## Start

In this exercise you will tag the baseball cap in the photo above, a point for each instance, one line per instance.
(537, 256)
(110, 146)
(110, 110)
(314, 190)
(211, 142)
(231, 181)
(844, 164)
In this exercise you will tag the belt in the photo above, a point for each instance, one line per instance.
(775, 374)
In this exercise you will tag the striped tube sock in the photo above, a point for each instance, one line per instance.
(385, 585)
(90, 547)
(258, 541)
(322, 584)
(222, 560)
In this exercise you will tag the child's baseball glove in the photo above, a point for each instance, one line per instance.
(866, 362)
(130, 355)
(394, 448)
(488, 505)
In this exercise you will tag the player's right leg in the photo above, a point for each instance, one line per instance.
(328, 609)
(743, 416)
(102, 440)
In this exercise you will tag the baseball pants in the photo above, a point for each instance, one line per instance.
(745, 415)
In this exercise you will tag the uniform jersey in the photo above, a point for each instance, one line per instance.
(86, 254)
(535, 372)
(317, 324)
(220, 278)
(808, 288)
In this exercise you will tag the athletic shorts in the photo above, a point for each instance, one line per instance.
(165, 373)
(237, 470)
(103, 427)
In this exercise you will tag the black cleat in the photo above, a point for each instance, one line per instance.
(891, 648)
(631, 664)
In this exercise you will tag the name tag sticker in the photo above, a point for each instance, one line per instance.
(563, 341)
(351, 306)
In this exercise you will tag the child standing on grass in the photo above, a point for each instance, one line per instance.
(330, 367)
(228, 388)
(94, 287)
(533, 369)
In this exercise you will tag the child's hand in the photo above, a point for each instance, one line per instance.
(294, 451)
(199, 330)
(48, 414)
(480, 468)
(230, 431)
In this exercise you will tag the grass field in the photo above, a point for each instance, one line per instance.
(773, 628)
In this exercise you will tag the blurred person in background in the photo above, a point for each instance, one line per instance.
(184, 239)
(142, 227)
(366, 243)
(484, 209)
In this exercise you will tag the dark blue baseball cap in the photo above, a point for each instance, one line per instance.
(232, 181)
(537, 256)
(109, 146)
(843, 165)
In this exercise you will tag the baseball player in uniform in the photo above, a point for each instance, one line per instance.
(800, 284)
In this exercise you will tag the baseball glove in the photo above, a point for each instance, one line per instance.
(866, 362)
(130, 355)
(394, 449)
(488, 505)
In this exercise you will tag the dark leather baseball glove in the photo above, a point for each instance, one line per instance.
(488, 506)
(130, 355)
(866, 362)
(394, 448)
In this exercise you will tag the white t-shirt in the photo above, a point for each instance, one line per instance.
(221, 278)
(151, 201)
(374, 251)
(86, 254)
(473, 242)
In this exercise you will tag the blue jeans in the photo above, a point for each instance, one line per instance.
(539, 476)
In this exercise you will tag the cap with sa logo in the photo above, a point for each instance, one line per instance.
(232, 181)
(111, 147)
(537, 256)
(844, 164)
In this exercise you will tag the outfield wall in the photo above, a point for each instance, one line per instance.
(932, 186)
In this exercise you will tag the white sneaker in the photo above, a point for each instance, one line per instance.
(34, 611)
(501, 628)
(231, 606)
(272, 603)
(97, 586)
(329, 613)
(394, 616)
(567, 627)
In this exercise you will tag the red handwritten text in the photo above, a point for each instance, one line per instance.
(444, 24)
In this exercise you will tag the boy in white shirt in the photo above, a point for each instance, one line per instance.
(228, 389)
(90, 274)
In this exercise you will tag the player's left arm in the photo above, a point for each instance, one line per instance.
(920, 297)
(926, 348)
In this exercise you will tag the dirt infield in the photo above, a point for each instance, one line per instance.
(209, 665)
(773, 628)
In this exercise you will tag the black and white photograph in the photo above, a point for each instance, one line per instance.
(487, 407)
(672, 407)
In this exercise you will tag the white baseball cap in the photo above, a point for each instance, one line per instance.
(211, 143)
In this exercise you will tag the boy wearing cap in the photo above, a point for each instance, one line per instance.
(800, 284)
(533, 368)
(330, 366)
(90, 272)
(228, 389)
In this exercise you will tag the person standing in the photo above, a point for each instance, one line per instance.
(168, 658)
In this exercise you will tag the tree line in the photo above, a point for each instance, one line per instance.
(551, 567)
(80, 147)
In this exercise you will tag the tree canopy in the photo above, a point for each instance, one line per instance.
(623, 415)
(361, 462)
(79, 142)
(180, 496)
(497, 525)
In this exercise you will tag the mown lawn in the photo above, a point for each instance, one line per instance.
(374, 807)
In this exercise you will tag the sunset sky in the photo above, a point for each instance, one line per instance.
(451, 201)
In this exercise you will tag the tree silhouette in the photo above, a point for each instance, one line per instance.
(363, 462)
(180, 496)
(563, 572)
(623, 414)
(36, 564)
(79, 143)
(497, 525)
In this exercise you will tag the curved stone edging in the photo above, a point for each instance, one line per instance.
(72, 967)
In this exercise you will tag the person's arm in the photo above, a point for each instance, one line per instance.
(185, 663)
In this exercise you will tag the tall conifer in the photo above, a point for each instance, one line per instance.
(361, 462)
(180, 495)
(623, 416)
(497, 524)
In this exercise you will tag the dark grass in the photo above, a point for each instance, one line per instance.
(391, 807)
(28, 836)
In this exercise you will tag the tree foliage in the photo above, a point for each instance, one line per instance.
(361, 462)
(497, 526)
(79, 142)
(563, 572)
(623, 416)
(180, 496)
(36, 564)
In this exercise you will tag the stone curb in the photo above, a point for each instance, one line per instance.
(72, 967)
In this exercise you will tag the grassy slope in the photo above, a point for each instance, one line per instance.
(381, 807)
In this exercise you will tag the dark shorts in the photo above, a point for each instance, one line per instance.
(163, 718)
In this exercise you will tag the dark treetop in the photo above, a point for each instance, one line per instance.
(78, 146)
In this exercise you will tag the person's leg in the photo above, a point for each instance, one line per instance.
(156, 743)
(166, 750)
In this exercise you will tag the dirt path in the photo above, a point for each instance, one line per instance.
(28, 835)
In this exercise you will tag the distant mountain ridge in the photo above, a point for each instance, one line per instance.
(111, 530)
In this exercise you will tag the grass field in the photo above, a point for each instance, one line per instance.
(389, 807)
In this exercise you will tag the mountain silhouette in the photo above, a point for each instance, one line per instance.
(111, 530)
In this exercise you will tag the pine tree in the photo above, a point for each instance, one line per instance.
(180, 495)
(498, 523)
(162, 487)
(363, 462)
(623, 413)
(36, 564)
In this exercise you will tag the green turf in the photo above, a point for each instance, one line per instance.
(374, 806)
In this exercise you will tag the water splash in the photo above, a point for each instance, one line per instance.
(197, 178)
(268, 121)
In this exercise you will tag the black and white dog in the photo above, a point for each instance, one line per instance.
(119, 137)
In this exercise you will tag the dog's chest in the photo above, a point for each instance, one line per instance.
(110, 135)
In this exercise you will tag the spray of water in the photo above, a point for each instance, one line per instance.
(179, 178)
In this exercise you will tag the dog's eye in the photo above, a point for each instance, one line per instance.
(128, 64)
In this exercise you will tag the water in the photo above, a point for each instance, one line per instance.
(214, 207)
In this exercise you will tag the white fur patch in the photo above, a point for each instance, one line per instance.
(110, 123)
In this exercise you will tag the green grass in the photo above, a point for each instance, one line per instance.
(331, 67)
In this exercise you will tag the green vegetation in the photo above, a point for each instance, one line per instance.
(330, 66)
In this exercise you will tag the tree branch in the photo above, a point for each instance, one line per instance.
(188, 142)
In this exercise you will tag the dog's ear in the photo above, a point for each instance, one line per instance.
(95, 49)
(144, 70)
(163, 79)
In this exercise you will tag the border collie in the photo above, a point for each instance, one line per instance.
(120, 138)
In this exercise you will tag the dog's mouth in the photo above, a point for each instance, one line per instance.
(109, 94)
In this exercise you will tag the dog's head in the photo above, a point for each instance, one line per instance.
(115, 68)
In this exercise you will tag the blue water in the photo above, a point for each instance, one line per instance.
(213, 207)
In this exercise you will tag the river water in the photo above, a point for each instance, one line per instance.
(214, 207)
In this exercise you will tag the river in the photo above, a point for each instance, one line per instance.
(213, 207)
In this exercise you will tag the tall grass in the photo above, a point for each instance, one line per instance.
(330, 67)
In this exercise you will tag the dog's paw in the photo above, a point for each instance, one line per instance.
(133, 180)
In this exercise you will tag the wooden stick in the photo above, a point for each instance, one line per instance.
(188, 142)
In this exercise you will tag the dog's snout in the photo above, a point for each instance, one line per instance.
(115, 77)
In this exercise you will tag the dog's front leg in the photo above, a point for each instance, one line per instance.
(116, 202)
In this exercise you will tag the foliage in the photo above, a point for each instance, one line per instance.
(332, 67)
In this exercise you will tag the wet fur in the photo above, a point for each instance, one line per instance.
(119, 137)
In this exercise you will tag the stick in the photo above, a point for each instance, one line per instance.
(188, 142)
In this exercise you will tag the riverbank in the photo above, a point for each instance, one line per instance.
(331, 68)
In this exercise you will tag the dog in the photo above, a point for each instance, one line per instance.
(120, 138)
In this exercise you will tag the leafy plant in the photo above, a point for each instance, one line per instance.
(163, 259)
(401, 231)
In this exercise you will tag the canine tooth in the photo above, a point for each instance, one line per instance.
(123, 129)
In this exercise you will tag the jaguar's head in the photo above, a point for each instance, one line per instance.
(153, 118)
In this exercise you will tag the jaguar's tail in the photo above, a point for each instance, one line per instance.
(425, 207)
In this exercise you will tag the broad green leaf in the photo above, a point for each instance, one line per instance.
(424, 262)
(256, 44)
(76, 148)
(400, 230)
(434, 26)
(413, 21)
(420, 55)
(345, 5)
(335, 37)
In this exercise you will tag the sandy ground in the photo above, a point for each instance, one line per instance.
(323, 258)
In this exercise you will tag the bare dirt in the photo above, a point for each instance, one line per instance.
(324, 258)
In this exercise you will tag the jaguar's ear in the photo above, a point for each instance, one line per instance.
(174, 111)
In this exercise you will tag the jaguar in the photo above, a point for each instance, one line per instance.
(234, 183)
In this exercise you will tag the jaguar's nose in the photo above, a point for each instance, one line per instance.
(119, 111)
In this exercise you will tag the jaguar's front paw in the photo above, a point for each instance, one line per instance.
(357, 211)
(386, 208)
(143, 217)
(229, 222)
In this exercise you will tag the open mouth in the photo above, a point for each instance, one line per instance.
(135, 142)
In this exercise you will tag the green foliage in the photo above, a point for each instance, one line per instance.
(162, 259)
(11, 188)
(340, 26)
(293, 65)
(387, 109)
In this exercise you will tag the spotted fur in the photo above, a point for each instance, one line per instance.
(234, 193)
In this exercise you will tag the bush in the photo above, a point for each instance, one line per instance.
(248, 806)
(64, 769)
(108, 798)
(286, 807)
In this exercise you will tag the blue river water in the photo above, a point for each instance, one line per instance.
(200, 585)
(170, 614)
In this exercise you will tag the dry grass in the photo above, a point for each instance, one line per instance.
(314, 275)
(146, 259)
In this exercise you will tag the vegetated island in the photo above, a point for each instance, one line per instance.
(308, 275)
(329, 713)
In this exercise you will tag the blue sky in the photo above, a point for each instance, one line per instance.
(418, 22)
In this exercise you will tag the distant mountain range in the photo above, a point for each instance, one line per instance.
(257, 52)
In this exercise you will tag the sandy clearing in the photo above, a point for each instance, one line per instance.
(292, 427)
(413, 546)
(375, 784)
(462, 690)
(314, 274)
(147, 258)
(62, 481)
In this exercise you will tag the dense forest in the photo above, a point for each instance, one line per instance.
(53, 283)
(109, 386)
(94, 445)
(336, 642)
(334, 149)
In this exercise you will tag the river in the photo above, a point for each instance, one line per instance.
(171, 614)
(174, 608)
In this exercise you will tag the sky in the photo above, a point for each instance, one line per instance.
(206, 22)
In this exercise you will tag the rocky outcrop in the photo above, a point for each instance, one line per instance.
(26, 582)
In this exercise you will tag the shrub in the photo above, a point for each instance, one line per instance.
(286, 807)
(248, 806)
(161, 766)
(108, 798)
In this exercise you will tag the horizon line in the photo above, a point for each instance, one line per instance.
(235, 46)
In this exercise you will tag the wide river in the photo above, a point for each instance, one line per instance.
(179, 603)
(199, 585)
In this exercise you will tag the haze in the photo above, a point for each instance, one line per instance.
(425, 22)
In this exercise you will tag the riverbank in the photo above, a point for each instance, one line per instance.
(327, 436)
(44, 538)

## End

Reproduce the records word for word, beginning with the line that contains "In this exercise you will tag the dense" and continuing through the final line of the records.

Result for this exercise ->
In this exercise you will tag the dense forest in the photo above, a point for each instance, one line per instance.
(53, 283)
(109, 386)
(94, 445)
(336, 642)
(334, 149)
In this exercise you will tag the river in the photo above, a point for each instance, one line per instance.
(171, 614)
(174, 608)
In this exercise you will tag the sky in the photo above, a point for each instance, one line per instance.
(206, 22)
In this exercise you will tag the rocky outcrop in the photo above, a point for each instance, one line per instance.
(26, 582)
In this exercise you will tag the shrub in the photo above, a point for each instance, one line per instance.
(286, 807)
(248, 806)
(161, 766)
(108, 798)
In this exercise you will tag the horizon line in the photo above, a point for each instance, one line per instance.
(235, 46)
In this exercise you will tag the wide river in the photo above, a point for each instance, one line per instance.
(179, 603)
(199, 585)
In this exercise you will tag the haze in the photo above, a point for each instance, one line per instance.
(425, 22)
In this exercise you will tag the riverbank in the photo above, a point for each instance, one line per instance.
(327, 436)
(44, 538)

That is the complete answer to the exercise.